### POSTAWIONE ZADANIE A
Zwróć dokładną kopię części podanego fragmentu o kosmetykach, zaczynając od „1) Dwufazowy plyn”, a kończąc na „True Match podklad.”.
### POSTAWIONE ZADANIE B
Ile wierszy rekordów zawiera ciąg „metal”? Wielkość liter ma znaczenie, a odpowiedzią ma być wyłącznie liczba.

### PODANY FRAGMENT
______________________________
Przyszedl czas na posta "chama",czyli o produktach,ktorych nie zakupie ponownie z mniejszych lub wiekszych powodow.
Niektore z nich to typowe buble,a inne sa calkiem OK,ale...
1) Dwufazowy plyn do demakijazu firmy Neutrogena.
Po pierwsze-DROGI,kosztuje ok $7-$9 za 112ml
Po drugie- SLABIZNA, o zmyciu eyelinera zapomnijcie, wolno pracuje,wolno rozpuszcza makijaz oka
Po trzecie- po czasie podraznia oczy
Po czwarte- tlusty film pozostaje na powiekach,az po dwukrotnym przemyciu woda
Szkoda pieniedzy.
2) Loreal True Match podklad.
______________________________
### DOSTARCZONE REKORDY
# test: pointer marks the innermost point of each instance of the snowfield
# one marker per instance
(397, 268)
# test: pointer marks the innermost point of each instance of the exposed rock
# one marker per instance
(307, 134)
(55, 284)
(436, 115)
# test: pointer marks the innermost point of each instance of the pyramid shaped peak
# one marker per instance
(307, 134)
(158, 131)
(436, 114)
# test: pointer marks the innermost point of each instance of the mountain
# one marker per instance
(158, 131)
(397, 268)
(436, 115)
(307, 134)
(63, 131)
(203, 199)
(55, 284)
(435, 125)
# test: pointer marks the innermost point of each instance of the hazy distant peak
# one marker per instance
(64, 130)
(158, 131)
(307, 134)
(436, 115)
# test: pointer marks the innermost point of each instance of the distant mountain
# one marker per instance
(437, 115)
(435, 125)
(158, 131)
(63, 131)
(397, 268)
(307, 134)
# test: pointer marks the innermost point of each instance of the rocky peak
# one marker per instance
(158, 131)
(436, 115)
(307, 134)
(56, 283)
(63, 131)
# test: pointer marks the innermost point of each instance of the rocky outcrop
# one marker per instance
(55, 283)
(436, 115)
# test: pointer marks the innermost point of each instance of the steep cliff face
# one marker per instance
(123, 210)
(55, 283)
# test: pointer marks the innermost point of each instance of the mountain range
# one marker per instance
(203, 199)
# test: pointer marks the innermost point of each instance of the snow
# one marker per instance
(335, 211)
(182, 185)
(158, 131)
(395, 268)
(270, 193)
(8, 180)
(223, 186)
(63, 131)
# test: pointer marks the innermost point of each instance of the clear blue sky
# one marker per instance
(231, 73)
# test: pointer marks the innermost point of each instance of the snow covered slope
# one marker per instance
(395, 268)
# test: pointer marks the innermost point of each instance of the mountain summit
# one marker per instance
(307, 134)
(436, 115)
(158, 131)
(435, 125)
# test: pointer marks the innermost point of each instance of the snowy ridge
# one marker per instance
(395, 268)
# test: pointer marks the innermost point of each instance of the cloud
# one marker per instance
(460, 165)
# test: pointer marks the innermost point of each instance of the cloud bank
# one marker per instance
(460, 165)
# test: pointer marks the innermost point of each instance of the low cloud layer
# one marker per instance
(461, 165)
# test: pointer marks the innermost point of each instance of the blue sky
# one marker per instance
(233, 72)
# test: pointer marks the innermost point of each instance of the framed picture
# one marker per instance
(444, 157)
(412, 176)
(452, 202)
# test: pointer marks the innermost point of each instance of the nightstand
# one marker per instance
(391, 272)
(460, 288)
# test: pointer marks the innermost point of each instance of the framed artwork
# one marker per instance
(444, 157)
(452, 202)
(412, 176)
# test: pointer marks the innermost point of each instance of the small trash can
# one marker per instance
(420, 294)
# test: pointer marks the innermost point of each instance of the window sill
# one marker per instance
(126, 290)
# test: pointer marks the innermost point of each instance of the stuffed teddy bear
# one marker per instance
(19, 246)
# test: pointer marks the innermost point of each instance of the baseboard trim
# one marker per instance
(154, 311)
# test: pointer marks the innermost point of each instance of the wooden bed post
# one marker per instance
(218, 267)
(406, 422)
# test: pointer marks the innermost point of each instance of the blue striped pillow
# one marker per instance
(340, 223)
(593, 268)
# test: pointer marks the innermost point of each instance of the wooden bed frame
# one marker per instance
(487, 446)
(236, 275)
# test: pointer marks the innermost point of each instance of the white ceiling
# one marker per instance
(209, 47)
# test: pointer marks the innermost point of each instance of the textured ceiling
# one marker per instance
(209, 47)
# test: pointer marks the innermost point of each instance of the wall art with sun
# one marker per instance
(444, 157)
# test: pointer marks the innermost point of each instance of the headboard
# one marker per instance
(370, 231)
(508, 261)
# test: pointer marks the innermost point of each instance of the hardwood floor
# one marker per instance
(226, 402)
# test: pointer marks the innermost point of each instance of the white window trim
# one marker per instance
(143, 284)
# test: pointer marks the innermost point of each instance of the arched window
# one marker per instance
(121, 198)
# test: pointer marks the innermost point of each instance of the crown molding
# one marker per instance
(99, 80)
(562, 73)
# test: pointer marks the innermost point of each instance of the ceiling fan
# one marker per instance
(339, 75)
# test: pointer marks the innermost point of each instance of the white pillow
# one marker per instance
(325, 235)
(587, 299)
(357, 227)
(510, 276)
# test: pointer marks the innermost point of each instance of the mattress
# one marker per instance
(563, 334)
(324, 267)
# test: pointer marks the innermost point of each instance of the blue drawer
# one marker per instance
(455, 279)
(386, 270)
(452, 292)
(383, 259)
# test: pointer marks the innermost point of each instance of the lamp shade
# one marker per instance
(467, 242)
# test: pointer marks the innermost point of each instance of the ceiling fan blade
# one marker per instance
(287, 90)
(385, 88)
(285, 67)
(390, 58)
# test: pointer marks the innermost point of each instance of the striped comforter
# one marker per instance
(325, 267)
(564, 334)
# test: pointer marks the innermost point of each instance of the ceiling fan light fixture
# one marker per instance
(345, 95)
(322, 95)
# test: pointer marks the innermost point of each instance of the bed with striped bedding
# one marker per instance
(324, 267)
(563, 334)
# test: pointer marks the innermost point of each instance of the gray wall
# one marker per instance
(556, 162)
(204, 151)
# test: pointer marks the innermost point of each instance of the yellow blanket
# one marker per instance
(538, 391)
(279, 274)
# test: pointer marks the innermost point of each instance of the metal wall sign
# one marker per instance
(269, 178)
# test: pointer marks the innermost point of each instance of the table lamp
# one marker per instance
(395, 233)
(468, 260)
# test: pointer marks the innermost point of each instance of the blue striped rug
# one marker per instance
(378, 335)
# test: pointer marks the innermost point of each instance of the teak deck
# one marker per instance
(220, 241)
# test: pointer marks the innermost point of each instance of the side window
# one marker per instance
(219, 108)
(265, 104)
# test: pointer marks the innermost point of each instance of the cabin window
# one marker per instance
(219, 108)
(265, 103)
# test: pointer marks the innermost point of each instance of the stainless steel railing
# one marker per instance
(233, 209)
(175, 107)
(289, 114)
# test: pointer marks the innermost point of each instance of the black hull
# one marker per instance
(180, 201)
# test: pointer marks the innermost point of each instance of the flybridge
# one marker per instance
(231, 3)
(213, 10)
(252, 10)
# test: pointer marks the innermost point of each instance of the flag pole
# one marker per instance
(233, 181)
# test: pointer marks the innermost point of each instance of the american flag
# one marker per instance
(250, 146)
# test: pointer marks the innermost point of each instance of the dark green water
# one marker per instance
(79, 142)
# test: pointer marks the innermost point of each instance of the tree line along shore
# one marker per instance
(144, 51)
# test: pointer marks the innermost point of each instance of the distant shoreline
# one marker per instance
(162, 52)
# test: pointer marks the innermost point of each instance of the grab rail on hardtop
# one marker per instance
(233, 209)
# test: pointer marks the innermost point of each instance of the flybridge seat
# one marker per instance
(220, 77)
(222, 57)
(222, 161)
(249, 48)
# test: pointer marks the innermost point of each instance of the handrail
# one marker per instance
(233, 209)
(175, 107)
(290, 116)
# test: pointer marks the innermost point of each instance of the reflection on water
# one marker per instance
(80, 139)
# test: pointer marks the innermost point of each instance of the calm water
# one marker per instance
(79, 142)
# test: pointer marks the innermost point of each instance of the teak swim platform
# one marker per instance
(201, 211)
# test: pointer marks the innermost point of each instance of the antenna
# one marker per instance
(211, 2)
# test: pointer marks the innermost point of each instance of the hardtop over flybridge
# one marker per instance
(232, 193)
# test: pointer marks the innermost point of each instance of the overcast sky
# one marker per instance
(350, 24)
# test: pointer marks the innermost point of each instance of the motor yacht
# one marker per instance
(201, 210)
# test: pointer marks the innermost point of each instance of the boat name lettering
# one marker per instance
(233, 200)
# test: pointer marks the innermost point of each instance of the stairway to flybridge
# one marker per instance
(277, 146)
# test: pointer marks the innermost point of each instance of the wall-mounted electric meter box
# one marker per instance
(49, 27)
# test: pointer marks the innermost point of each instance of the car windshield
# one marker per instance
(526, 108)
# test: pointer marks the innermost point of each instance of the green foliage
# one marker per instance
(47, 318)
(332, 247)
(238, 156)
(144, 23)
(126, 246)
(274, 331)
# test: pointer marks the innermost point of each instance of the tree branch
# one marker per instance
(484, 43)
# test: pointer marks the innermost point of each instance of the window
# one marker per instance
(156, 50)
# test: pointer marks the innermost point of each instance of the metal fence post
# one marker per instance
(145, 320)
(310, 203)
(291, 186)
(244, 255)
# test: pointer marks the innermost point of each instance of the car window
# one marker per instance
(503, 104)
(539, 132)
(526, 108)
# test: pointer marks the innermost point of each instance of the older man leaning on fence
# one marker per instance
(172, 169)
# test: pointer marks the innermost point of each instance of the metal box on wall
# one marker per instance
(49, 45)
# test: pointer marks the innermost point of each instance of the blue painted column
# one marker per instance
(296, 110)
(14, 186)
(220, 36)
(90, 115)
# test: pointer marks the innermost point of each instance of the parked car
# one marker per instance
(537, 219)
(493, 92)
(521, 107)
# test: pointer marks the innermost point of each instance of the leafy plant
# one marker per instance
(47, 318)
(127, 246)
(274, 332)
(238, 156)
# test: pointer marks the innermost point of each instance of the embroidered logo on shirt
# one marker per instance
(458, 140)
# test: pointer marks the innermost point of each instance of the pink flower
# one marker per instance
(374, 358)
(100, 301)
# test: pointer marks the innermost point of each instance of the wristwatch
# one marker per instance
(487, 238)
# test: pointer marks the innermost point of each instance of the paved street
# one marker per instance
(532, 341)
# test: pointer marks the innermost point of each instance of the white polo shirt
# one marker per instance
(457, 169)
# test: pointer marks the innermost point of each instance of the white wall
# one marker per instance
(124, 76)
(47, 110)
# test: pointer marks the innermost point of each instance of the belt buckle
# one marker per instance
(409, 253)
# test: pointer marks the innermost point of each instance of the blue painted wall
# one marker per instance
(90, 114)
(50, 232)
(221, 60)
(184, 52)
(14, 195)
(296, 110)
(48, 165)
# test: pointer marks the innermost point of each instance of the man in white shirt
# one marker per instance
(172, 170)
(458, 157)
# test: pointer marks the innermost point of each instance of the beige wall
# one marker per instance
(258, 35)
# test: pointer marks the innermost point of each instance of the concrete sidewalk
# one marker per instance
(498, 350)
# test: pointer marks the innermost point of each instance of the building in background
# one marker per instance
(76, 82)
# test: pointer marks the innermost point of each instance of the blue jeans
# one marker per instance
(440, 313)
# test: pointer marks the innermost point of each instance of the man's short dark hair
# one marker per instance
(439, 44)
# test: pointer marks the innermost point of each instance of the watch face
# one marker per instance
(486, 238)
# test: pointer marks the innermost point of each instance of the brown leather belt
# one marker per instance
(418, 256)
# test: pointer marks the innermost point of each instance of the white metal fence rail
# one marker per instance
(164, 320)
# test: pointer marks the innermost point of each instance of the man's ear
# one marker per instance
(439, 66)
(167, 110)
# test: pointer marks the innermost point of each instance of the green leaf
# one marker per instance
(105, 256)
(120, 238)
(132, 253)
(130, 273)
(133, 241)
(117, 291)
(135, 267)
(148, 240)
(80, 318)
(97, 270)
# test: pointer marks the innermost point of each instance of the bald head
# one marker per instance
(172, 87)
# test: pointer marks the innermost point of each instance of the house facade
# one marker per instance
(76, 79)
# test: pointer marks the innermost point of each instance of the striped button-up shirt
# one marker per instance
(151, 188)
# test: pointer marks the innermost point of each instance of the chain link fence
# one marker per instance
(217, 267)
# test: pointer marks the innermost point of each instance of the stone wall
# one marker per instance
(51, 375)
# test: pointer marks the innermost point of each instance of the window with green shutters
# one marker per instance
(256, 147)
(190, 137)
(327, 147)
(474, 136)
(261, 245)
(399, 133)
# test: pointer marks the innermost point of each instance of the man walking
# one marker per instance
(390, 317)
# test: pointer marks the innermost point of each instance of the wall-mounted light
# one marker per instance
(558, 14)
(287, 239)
______________________________
### WYNIK ZADANIA A
1) Dwufazowy plyn do demakijazu firmy Neutrogena.
Po pierwsze-DROGI,kosztuje ok $7-$9 za 112ml
Po drugie- SLABIZNA, o zmyciu eyelinera zapomnijcie, wolno pracuje,wolno rozpuszcza makijaz oka
Po trzecie- po czasie podraznia oczy
Po czwarte- tlusty film pozostaje na powiekach,az po dwukrotnym przemyciu woda
Szkoda pieniedzy.
2) Loreal True Match podklad.

### WYNIK ZADANIA B
4